**PROBLEM TO WORK ON**
Select each line of the rows below that contains the word "mark" and copy it out in full. Only lines with the same capitalization count as matches.

## Begin EXERCISE MATERIAL

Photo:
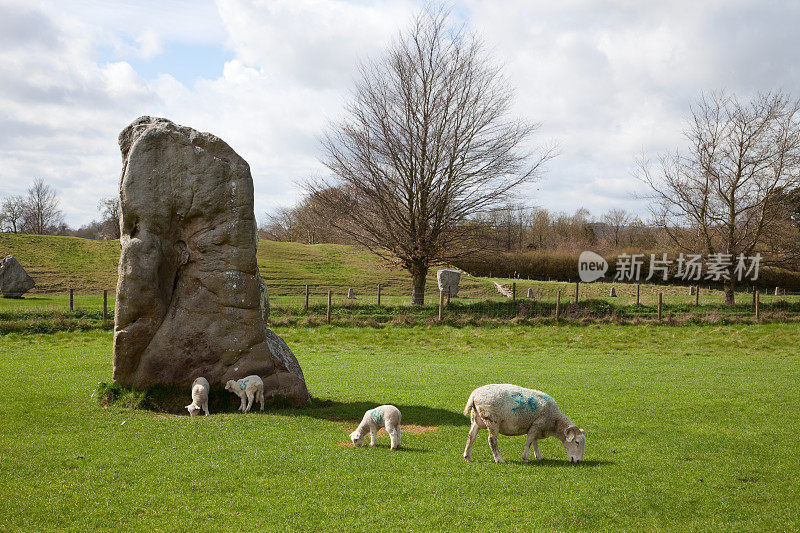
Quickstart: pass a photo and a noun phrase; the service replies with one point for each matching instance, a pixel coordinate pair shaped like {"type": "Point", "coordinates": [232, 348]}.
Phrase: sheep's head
{"type": "Point", "coordinates": [575, 444]}
{"type": "Point", "coordinates": [357, 438]}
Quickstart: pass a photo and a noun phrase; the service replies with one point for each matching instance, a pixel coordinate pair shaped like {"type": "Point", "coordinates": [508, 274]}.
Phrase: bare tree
{"type": "Point", "coordinates": [109, 210]}
{"type": "Point", "coordinates": [722, 195]}
{"type": "Point", "coordinates": [41, 209]}
{"type": "Point", "coordinates": [12, 213]}
{"type": "Point", "coordinates": [617, 220]}
{"type": "Point", "coordinates": [426, 144]}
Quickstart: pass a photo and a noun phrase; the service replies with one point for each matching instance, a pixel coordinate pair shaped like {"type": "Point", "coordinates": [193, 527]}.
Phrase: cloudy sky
{"type": "Point", "coordinates": [608, 81]}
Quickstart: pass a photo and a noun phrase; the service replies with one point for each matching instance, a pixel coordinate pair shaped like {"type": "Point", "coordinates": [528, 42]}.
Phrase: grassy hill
{"type": "Point", "coordinates": [60, 263]}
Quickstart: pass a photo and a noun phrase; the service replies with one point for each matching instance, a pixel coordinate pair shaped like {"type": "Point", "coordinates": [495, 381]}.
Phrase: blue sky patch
{"type": "Point", "coordinates": [186, 62]}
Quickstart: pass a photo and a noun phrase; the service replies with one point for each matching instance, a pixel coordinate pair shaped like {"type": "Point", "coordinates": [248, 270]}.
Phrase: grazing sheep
{"type": "Point", "coordinates": [200, 390]}
{"type": "Point", "coordinates": [387, 416]}
{"type": "Point", "coordinates": [247, 389]}
{"type": "Point", "coordinates": [512, 410]}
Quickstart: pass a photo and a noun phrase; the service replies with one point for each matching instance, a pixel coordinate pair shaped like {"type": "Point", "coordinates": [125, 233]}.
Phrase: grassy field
{"type": "Point", "coordinates": [89, 267]}
{"type": "Point", "coordinates": [688, 428]}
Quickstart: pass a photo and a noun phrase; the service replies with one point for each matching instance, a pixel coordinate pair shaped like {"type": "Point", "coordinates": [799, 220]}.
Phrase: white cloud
{"type": "Point", "coordinates": [607, 81]}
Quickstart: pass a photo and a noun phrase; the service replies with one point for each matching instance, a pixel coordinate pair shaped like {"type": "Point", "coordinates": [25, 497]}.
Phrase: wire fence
{"type": "Point", "coordinates": [512, 301]}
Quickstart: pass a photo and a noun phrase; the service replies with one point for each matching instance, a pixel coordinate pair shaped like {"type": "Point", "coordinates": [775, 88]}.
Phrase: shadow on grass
{"type": "Point", "coordinates": [402, 449]}
{"type": "Point", "coordinates": [557, 463]}
{"type": "Point", "coordinates": [338, 411]}
{"type": "Point", "coordinates": [172, 399]}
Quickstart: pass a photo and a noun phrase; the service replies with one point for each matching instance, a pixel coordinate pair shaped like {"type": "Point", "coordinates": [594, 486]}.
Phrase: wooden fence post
{"type": "Point", "coordinates": [328, 314]}
{"type": "Point", "coordinates": [558, 305]}
{"type": "Point", "coordinates": [757, 305]}
{"type": "Point", "coordinates": [660, 297]}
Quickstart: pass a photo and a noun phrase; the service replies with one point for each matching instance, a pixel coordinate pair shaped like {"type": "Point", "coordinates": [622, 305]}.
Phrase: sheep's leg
{"type": "Point", "coordinates": [493, 445]}
{"type": "Point", "coordinates": [528, 443]}
{"type": "Point", "coordinates": [249, 401]}
{"type": "Point", "coordinates": [394, 435]}
{"type": "Point", "coordinates": [536, 452]}
{"type": "Point", "coordinates": [473, 433]}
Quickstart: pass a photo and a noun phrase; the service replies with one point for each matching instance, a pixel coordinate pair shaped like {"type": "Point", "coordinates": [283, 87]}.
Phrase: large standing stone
{"type": "Point", "coordinates": [190, 300]}
{"type": "Point", "coordinates": [448, 279]}
{"type": "Point", "coordinates": [14, 281]}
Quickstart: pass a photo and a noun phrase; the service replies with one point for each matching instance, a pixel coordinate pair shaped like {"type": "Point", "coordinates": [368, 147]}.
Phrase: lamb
{"type": "Point", "coordinates": [512, 410]}
{"type": "Point", "coordinates": [386, 415]}
{"type": "Point", "coordinates": [200, 390]}
{"type": "Point", "coordinates": [247, 389]}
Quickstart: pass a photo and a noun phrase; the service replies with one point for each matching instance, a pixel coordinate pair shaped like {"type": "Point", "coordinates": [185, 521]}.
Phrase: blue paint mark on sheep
{"type": "Point", "coordinates": [522, 403]}
{"type": "Point", "coordinates": [519, 401]}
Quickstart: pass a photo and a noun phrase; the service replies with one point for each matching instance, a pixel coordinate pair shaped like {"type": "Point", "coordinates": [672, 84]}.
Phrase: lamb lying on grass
{"type": "Point", "coordinates": [247, 389]}
{"type": "Point", "coordinates": [387, 416]}
{"type": "Point", "coordinates": [513, 410]}
{"type": "Point", "coordinates": [200, 390]}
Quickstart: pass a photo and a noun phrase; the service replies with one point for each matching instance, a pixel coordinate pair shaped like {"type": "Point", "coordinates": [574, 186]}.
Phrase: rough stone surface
{"type": "Point", "coordinates": [190, 300]}
{"type": "Point", "coordinates": [14, 281]}
{"type": "Point", "coordinates": [448, 279]}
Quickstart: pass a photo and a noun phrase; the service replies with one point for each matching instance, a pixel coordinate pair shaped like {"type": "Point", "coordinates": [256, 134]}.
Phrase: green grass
{"type": "Point", "coordinates": [60, 263]}
{"type": "Point", "coordinates": [688, 427]}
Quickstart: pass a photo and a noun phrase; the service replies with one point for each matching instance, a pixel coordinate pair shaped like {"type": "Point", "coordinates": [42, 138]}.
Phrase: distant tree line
{"type": "Point", "coordinates": [39, 213]}
{"type": "Point", "coordinates": [510, 228]}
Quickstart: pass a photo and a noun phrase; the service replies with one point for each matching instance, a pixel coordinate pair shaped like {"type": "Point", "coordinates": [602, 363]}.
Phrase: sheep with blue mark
{"type": "Point", "coordinates": [387, 416]}
{"type": "Point", "coordinates": [512, 410]}
{"type": "Point", "coordinates": [248, 389]}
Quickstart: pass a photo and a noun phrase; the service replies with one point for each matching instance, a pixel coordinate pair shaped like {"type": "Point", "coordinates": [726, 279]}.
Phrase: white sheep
{"type": "Point", "coordinates": [200, 390]}
{"type": "Point", "coordinates": [247, 389]}
{"type": "Point", "coordinates": [387, 416]}
{"type": "Point", "coordinates": [512, 410]}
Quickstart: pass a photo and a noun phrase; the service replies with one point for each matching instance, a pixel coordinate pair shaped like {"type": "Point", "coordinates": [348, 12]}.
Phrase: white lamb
{"type": "Point", "coordinates": [513, 410]}
{"type": "Point", "coordinates": [200, 390]}
{"type": "Point", "coordinates": [387, 416]}
{"type": "Point", "coordinates": [247, 389]}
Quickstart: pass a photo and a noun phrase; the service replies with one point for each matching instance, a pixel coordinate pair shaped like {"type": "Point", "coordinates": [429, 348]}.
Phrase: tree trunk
{"type": "Point", "coordinates": [419, 275]}
{"type": "Point", "coordinates": [730, 286]}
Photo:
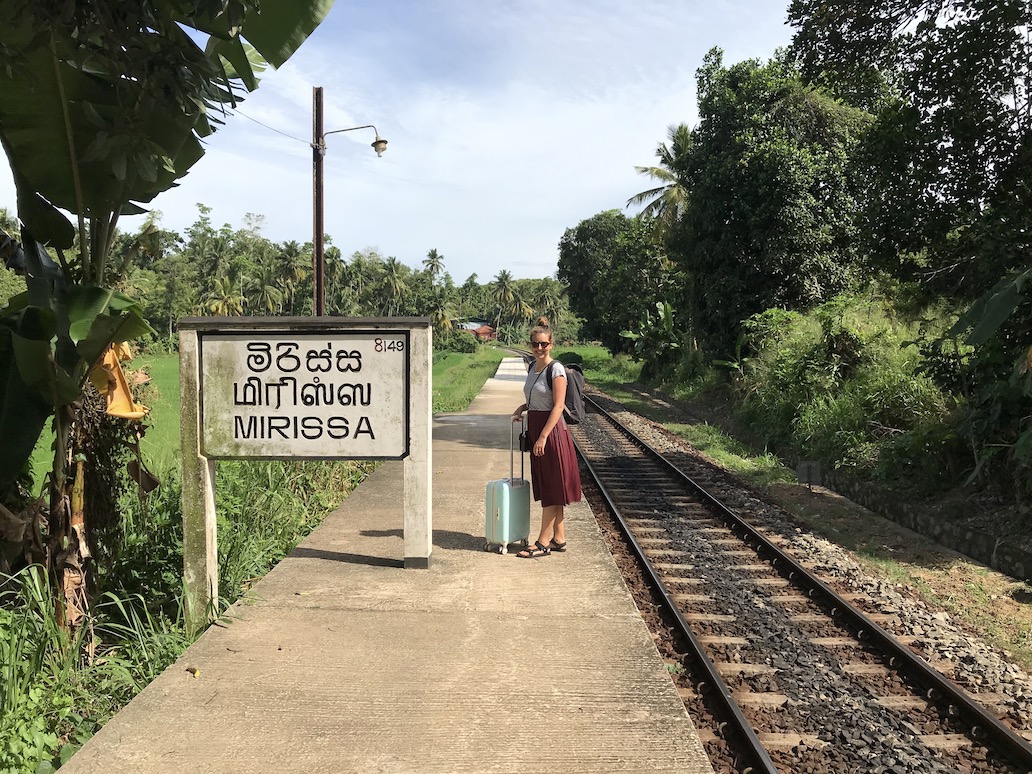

## End EXERCISE MATERIAL

**EXPECTED ANSWER**
Phrase: blue paint mark on sheep
Phrase: sheep with blue mark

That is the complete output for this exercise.